*** PROVIDED INFORMATION

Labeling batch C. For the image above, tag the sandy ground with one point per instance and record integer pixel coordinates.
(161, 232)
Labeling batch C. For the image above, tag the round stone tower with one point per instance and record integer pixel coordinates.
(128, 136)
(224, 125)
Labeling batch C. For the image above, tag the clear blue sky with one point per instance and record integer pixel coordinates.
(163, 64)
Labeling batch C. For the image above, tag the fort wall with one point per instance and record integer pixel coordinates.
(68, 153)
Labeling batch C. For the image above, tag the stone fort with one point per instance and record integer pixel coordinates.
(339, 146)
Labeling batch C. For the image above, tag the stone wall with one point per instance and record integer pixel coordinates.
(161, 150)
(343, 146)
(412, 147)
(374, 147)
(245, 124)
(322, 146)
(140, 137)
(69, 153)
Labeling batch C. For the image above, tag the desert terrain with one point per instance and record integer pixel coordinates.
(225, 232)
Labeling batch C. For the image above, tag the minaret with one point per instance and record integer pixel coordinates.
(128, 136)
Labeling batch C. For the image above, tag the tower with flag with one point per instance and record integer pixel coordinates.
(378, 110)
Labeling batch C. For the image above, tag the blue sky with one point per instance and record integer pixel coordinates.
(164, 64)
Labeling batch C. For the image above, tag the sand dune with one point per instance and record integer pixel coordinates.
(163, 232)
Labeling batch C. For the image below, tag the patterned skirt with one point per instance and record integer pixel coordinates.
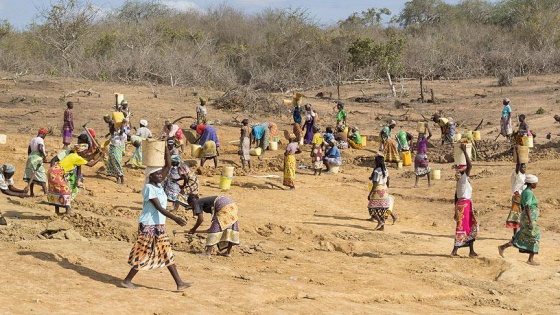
(421, 166)
(381, 203)
(467, 226)
(289, 170)
(224, 229)
(514, 217)
(136, 159)
(62, 187)
(35, 159)
(114, 165)
(152, 248)
(209, 149)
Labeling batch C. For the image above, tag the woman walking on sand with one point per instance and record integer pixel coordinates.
(467, 227)
(290, 162)
(528, 238)
(421, 167)
(224, 229)
(152, 248)
(380, 204)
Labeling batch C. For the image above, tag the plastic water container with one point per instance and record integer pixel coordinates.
(435, 174)
(458, 155)
(119, 98)
(118, 118)
(255, 151)
(421, 126)
(153, 153)
(457, 137)
(527, 141)
(476, 135)
(196, 150)
(406, 158)
(225, 182)
(523, 154)
(228, 171)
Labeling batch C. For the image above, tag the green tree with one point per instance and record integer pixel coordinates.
(63, 26)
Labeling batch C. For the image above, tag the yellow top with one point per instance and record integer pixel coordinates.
(71, 161)
(317, 139)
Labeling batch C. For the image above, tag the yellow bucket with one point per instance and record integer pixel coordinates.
(225, 182)
(476, 135)
(406, 157)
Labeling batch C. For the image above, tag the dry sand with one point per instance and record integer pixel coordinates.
(304, 251)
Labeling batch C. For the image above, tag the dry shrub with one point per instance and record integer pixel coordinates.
(246, 99)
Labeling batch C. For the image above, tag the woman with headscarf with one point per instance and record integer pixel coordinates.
(317, 151)
(245, 140)
(68, 125)
(34, 169)
(341, 138)
(388, 145)
(152, 248)
(116, 151)
(224, 229)
(421, 166)
(341, 115)
(180, 182)
(61, 177)
(518, 184)
(380, 204)
(332, 156)
(467, 226)
(505, 122)
(311, 119)
(355, 139)
(528, 237)
(201, 111)
(7, 172)
(447, 127)
(210, 145)
(290, 162)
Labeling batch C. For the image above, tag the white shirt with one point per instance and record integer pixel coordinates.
(464, 188)
(35, 142)
(517, 182)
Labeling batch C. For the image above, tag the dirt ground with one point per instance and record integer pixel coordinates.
(304, 251)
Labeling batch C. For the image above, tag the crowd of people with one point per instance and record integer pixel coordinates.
(177, 184)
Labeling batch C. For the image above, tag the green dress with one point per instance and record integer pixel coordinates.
(526, 239)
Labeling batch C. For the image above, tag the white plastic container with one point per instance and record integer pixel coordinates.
(527, 141)
(228, 171)
(458, 155)
(523, 154)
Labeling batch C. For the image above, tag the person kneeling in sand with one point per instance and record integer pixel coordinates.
(224, 229)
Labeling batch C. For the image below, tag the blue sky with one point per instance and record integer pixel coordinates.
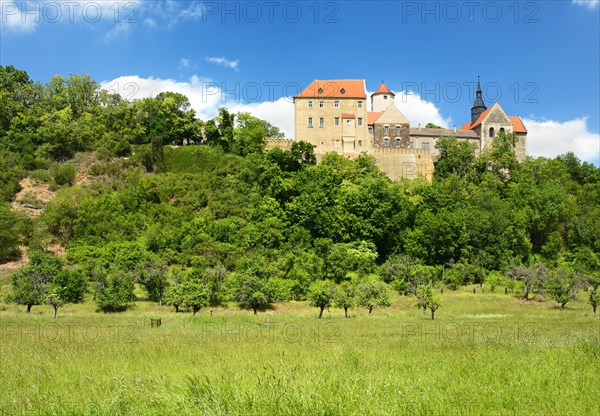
(540, 60)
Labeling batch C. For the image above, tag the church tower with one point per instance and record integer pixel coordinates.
(382, 98)
(478, 106)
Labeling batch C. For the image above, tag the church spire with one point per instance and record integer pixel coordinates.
(478, 106)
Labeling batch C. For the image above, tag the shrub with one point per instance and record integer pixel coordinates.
(63, 174)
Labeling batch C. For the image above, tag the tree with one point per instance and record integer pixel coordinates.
(594, 298)
(251, 134)
(30, 283)
(423, 293)
(345, 296)
(320, 295)
(533, 278)
(174, 293)
(115, 291)
(67, 287)
(494, 278)
(303, 153)
(195, 294)
(434, 303)
(563, 285)
(254, 293)
(426, 298)
(153, 276)
(373, 292)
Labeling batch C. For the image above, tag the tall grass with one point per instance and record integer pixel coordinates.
(484, 354)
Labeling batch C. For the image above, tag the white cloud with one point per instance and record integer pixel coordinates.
(590, 4)
(417, 110)
(223, 61)
(206, 96)
(551, 138)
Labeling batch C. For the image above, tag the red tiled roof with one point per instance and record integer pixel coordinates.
(372, 116)
(518, 126)
(383, 90)
(481, 118)
(335, 88)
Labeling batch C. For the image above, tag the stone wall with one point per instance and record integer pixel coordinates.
(379, 135)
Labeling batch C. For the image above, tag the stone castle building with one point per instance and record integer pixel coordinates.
(333, 116)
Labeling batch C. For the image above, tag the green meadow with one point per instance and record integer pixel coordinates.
(485, 354)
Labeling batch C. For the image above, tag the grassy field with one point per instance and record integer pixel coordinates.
(485, 354)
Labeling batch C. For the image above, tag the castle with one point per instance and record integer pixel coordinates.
(333, 116)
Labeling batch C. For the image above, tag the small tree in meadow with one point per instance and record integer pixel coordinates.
(423, 293)
(195, 294)
(115, 291)
(320, 295)
(373, 292)
(533, 278)
(345, 296)
(66, 287)
(593, 299)
(434, 303)
(30, 283)
(494, 279)
(563, 285)
(254, 293)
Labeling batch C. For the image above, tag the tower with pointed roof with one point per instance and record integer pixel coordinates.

******

### STATED EXERCISE:
Can you format the lines above as a numbered list, leaving out blank lines and any pictures?

### WORKED ANSWER:
1. Labeling batch C. For the image above, tag the sandy ground with one point per instance and record integer pixel coordinates.
2. (161, 232)
3. Labeling batch C. For the image above, tag the round stone tower with one point per instance and record integer pixel coordinates.
4. (128, 136)
5. (224, 125)
6. Labeling batch C. For the image above, tag the clear blue sky with one point per instance and record integer pixel coordinates.
7. (163, 64)
8. Labeling batch C. For the image above, tag the fort wall with one point per instance and record integer pixel coordinates.
9. (68, 153)
10. Labeling batch C. For the image above, tag the stone fort with one point per instance and record integer pixel coordinates.
11. (339, 146)
12. Labeling batch C. For the image above, tag the stone wall with one point per instance and record integer pixel coordinates.
13. (161, 150)
14. (343, 146)
15. (412, 147)
16. (374, 147)
17. (245, 124)
18. (322, 146)
19. (140, 137)
20. (69, 153)
21. Labeling batch C. For the image above, tag the desert terrain with one point per instance and record integer pixel coordinates.
22. (225, 232)
23. Labeling batch C. For the image above, tag the minaret with one point per instance and record integer pixel coordinates.
24. (128, 136)
25. Labeling batch C. For the image above, tag the tower with flag with one point per instance and record integer pixel coordinates.
26. (378, 110)
27. Labeling batch C. For the image above, tag the blue sky with one point per instance and record integer pixel coordinates.
28. (164, 64)
29. Labeling batch C. For the image above, tag the sand dune with one point per instance and record integer pixel coordinates.
30. (163, 232)
31. Labeling batch C. For the image below, tag the patterned skirt with one point per instance and record integer pixel coordinates.
32. (421, 166)
33. (381, 203)
34. (467, 226)
35. (289, 170)
36. (224, 229)
37. (514, 217)
38. (136, 159)
39. (62, 187)
40. (35, 159)
41. (114, 165)
42. (152, 248)
43. (209, 149)
44. Labeling batch C. For the image above, tag the woman walking on sand with one point per instance and record integer pixel coordinates.
45. (467, 227)
46. (290, 162)
47. (528, 238)
48. (421, 167)
49. (224, 229)
50. (152, 248)
51. (380, 204)
52. Labeling batch C. For the image above, tag the plastic water container with one point per instance and record integer pixel coordinates.
53. (435, 174)
54. (458, 155)
55. (119, 98)
56. (118, 118)
57. (255, 151)
58. (421, 126)
59. (153, 153)
60. (457, 137)
61. (527, 141)
62. (476, 135)
63. (196, 150)
64. (406, 158)
65. (225, 182)
66. (523, 154)
67. (228, 171)
68. Labeling batch C. For the image above, tag the green tree with one point per instance and record integer pixel coordinates.
69. (63, 26)
70. Labeling batch C. For the image above, tag the yellow top with one point per instance and record integer pixel coordinates.
71. (71, 161)
72. (317, 139)
73. Labeling batch C. For the image above, tag the yellow bucket with one point per instance and record integer pixel coordinates.
74. (225, 182)
75. (476, 135)
76. (406, 157)
77. Labeling batch C. For the image above, tag the dry sand with one point per instance and record integer pixel coordinates.
78. (304, 251)
79. Labeling batch C. For the image above, tag the dry shrub with one point per instance and record integer pixel coordinates.
80. (246, 99)
81. Labeling batch C. For the image above, tag the woman with headscarf with one point per instance and record integer pixel coordinates.
82. (317, 151)
83. (245, 140)
84. (68, 125)
85. (34, 169)
86. (341, 138)
87. (388, 145)
88. (152, 248)
89. (116, 151)
90. (224, 229)
91. (421, 166)
92. (341, 115)
93. (180, 182)
94. (61, 177)
95. (518, 184)
96. (380, 204)
97. (332, 156)
98. (467, 226)
99. (505, 122)
100. (311, 119)
101. (355, 139)
102. (528, 237)
103. (201, 111)
104. (7, 172)
105. (447, 127)
106. (210, 145)
107. (290, 162)
108. Labeling batch C. For the image above, tag the white shirt with one point per instance and record integer pixel coordinates.
109. (464, 188)
110. (35, 142)
111. (517, 182)
112. Labeling batch C. For the image above, tag the dirt ground with one point per instance and record integer pixel coordinates.
113. (304, 251)
114. Labeling batch C. For the image above, tag the crowd of people with one point per instance and record integer pixel coordinates.
115. (177, 184)
116. Labeling batch C. For the image above, tag the green dress with one point per instance and record integer pixel coordinates.
117. (526, 239)
118. Labeling batch C. For the image above, tag the white plastic container with one point per instance and record integer pixel coordinates.
119. (527, 141)
120. (228, 171)
121. (458, 155)
122. (523, 154)
123. Labeling batch C. For the image above, tag the person kneeling in sand with one point per instance and record integer pixel coordinates.
124. (224, 229)
125. Labeling batch C. For the image below, tag the blue sky with one point per instance and record integer pixel coordinates.
126. (540, 60)
127. Labeling batch C. For the image above, tag the church tower with one point per instance and record integer pixel coordinates.
128. (382, 98)
129. (478, 106)
130. Labeling batch C. For the image above, tag the church spire with one point per instance and record integer pixel coordinates.
131. (478, 106)
132. Labeling batch C. For the image above, tag the shrub with one point per instance and record integer pixel coordinates.
133. (63, 174)
134. Labeling batch C. For the image above, tag the tree with one point per instance and record integer pixel coordinates.
135. (594, 298)
136. (251, 134)
137. (30, 283)
138. (423, 293)
139. (345, 296)
140. (320, 295)
141. (533, 278)
142. (174, 293)
143. (115, 291)
144. (67, 287)
145. (494, 278)
146. (303, 153)
147. (195, 294)
148. (434, 303)
149. (563, 285)
150. (254, 293)
151. (426, 298)
152. (153, 276)
153. (373, 292)
154. Labeling batch C. For the image above, tag the tall grass with one point per instance and record integer pixel coordinates.
155. (484, 354)
156. Labeling batch C. For the image above, tag the white cloud with one point per instance and record integer pixel coordinates.
157. (590, 4)
158. (417, 110)
159. (223, 61)
160. (206, 96)
161. (551, 138)
162. Labeling batch C. For the image above, tag the red tiled roof with one point per instance and record integer pixel coordinates.
163. (372, 116)
164. (518, 126)
165. (383, 90)
166. (481, 118)
167. (335, 88)
168. Labeling batch C. For the image above, tag the stone wall with one point per instance and record integer pixel coordinates.
169. (379, 135)
170. Labeling batch C. For the image above, tag the stone castle building with one point per instance and record integer pixel coordinates.
171. (333, 116)
172. Labeling batch C. For the image above, tag the green meadow with one point per instance and record integer pixel coordinates.
173. (485, 354)
174. Labeling batch C. For the image above, tag the grassy field with one point per instance and record integer pixel coordinates.
175. (485, 354)
176. Labeling batch C. For the image above, tag the castle with one point per instance and record integer pixel coordinates.
177. (333, 116)
178. Labeling batch C. For the image above, tag the small tree in meadow with one point per instance and record integer pixel coordinates.
179. (423, 293)
180. (195, 294)
181. (115, 291)
182. (320, 295)
183. (373, 292)
184. (533, 278)
185. (345, 296)
186. (66, 287)
187. (593, 299)
188. (434, 303)
189. (30, 283)
190. (494, 279)
191. (563, 285)
192. (254, 293)
193. Labeling batch C. For the image above, tag the tower with pointed roof with one point per instance and record integer pixel coordinates.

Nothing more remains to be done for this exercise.